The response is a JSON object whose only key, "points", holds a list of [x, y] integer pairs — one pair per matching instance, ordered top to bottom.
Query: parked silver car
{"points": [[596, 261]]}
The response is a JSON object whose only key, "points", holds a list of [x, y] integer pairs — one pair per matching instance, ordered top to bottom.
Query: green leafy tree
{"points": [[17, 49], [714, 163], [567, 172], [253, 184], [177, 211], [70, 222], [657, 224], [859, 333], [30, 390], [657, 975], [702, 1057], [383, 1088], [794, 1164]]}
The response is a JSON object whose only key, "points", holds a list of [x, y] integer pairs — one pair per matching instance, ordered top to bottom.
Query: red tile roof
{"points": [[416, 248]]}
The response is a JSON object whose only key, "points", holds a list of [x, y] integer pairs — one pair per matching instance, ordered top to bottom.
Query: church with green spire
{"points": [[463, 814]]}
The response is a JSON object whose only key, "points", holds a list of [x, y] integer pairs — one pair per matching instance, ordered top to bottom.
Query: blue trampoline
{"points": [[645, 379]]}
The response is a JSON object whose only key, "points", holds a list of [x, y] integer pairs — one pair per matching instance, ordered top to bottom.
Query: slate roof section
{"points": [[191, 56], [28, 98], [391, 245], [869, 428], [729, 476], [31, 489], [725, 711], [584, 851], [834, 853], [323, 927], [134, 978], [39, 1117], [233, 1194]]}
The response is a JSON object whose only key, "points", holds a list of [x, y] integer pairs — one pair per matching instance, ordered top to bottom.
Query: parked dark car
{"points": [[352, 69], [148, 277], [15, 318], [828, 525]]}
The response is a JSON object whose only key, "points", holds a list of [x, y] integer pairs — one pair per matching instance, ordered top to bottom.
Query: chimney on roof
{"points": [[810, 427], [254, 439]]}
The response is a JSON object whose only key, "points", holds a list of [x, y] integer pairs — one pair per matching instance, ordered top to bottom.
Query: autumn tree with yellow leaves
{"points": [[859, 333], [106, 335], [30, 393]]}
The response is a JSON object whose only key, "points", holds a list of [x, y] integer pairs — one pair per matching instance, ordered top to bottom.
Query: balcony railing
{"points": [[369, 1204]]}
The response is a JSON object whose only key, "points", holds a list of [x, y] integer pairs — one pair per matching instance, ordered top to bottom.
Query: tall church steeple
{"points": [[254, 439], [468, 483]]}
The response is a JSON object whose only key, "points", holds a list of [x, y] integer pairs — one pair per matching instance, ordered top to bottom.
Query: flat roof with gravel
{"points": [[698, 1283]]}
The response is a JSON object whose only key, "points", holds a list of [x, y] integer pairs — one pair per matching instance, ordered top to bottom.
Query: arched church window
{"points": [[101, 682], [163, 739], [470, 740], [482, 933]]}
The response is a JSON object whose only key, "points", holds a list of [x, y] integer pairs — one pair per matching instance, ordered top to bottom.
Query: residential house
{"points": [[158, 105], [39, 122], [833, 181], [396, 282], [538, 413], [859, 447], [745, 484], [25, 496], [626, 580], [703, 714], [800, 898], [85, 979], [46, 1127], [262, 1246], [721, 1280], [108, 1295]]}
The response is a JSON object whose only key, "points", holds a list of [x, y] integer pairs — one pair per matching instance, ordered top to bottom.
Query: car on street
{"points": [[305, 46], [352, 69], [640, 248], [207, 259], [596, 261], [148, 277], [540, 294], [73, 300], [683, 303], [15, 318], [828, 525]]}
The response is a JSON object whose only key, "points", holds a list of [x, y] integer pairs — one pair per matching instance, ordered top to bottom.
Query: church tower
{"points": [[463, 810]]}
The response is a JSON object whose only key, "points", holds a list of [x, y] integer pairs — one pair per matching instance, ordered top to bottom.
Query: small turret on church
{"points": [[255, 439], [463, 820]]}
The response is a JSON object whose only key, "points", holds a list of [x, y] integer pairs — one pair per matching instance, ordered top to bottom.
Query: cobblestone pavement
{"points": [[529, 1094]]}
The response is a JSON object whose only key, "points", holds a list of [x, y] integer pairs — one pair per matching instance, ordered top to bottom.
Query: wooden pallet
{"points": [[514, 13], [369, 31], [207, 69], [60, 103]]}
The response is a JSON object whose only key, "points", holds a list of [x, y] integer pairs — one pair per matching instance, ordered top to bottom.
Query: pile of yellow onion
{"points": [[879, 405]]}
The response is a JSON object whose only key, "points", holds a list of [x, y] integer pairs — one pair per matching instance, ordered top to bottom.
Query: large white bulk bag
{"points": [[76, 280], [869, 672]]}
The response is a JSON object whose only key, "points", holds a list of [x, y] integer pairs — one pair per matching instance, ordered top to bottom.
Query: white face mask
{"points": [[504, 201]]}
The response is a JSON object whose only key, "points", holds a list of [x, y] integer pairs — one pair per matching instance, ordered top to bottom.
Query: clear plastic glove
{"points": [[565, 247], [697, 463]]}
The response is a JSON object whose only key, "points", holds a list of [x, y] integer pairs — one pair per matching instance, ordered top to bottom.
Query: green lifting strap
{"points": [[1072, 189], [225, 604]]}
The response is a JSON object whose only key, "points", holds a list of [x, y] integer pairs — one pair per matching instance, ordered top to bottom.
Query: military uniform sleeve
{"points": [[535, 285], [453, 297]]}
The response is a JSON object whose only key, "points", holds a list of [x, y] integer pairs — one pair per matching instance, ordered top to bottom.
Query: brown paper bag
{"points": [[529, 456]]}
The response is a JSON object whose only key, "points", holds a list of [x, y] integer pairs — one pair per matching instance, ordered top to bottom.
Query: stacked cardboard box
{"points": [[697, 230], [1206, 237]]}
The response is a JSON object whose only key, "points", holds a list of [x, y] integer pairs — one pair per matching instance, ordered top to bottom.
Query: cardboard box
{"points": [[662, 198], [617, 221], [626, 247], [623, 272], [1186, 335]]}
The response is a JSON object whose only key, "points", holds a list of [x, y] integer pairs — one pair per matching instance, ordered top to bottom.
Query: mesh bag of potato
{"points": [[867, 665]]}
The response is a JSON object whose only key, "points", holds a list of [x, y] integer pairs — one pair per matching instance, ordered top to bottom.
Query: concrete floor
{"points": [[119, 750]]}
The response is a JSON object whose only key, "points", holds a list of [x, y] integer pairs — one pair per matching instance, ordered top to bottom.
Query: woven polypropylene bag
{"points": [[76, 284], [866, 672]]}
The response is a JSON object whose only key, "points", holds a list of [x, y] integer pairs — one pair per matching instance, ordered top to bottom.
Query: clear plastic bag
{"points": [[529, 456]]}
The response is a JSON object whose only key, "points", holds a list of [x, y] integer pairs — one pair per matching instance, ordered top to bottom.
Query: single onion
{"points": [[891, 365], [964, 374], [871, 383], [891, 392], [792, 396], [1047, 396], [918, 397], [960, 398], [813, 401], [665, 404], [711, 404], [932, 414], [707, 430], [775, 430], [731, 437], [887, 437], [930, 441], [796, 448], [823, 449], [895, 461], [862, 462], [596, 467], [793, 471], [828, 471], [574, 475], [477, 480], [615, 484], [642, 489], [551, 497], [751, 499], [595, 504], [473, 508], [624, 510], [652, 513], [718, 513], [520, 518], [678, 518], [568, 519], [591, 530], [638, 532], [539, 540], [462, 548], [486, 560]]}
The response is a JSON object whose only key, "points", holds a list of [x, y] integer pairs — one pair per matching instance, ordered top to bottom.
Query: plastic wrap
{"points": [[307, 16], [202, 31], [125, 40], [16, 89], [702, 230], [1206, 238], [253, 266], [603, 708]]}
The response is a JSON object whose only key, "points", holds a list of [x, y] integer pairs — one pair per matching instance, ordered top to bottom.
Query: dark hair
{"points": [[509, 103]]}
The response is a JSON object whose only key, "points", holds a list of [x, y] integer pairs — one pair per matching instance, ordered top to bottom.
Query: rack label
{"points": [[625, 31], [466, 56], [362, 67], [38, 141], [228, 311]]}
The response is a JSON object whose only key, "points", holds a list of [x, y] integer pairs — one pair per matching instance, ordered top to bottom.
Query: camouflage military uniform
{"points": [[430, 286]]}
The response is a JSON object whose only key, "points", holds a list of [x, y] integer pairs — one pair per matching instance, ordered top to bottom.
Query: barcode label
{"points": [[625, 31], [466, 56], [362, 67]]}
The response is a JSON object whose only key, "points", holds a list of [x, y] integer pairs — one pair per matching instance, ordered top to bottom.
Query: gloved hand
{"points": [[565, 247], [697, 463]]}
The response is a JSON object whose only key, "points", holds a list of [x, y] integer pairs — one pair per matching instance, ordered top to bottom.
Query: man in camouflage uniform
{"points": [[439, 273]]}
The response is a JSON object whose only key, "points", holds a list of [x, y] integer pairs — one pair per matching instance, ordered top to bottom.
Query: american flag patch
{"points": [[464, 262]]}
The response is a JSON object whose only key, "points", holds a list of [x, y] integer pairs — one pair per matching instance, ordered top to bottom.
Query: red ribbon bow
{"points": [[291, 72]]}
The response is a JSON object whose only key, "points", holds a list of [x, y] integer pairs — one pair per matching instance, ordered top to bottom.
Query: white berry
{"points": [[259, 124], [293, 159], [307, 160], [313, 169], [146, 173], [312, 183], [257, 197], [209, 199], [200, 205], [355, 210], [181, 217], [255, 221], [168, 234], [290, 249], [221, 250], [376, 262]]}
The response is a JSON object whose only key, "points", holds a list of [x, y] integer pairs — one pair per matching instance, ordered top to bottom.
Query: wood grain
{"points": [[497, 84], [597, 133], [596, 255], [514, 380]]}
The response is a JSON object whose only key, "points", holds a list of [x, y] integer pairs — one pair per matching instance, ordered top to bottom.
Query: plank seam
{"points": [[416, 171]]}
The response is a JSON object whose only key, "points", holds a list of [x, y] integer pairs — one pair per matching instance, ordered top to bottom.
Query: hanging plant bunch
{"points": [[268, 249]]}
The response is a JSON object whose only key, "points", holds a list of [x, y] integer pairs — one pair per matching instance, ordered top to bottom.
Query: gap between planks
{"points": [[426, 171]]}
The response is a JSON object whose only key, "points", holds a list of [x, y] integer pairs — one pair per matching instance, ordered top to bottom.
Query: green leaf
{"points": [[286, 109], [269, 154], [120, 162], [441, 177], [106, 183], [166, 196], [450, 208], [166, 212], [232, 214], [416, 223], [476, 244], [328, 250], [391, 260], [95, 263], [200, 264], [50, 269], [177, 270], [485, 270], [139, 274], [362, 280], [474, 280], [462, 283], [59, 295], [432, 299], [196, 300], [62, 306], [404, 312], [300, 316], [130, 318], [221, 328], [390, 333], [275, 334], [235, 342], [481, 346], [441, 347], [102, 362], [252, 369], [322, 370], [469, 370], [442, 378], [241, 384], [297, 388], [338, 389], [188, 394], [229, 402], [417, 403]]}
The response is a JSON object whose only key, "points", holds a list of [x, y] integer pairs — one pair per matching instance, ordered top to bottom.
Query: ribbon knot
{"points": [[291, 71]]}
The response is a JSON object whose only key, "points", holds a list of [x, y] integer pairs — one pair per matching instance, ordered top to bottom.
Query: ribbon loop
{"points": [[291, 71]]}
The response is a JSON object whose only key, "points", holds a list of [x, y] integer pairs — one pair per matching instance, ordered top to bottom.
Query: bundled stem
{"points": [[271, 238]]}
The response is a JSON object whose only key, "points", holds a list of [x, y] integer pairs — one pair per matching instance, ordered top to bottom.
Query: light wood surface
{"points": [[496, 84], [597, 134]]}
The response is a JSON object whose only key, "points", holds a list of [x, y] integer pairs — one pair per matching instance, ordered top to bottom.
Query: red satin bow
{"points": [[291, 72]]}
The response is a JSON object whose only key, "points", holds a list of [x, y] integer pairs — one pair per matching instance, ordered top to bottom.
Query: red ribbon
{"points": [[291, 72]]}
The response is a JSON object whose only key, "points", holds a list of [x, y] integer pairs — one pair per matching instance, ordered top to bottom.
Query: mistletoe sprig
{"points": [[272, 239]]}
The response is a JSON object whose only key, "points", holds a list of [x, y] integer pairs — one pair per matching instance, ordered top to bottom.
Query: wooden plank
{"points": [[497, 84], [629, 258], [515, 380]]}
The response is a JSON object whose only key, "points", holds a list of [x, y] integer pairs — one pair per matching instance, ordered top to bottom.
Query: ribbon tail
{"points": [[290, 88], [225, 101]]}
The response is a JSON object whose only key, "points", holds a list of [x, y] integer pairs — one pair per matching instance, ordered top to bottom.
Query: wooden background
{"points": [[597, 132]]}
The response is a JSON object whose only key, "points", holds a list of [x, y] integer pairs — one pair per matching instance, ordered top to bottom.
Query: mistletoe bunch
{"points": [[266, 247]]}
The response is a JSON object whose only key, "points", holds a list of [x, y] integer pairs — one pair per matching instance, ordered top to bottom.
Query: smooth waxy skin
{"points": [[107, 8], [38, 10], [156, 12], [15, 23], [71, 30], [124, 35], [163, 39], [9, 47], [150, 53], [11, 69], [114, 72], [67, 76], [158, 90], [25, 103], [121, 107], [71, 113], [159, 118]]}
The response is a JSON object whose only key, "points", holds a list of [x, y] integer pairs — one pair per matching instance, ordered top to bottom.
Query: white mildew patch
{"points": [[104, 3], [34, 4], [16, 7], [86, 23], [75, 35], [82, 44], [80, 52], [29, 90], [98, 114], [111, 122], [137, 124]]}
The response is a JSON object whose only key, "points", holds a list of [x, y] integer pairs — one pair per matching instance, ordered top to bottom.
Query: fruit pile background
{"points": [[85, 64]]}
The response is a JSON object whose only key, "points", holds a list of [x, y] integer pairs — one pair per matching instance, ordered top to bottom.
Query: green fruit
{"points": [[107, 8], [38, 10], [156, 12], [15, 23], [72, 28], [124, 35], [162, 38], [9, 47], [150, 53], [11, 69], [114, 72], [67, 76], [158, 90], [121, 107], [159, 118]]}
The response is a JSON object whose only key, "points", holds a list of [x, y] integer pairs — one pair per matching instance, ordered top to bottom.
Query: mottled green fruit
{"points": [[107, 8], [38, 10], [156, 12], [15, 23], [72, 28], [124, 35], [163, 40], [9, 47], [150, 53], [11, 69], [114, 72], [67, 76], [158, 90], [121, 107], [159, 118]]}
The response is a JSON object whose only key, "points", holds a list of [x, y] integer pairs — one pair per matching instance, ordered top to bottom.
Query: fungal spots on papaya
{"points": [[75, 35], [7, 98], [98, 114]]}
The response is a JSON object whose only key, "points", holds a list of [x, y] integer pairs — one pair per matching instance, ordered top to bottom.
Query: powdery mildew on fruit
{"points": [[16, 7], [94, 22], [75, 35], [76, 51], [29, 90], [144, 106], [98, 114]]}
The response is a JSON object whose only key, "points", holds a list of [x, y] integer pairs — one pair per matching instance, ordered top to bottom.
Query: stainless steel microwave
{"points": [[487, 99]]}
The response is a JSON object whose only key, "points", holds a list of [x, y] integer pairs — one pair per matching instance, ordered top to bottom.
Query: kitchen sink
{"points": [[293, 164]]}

#####

## [Set problem]
Which lines of the material contain the string "onion"? Gather every one of them, with case counting.

## [Answer to the exercise]
Query: pile of yellow onion
Query: single onion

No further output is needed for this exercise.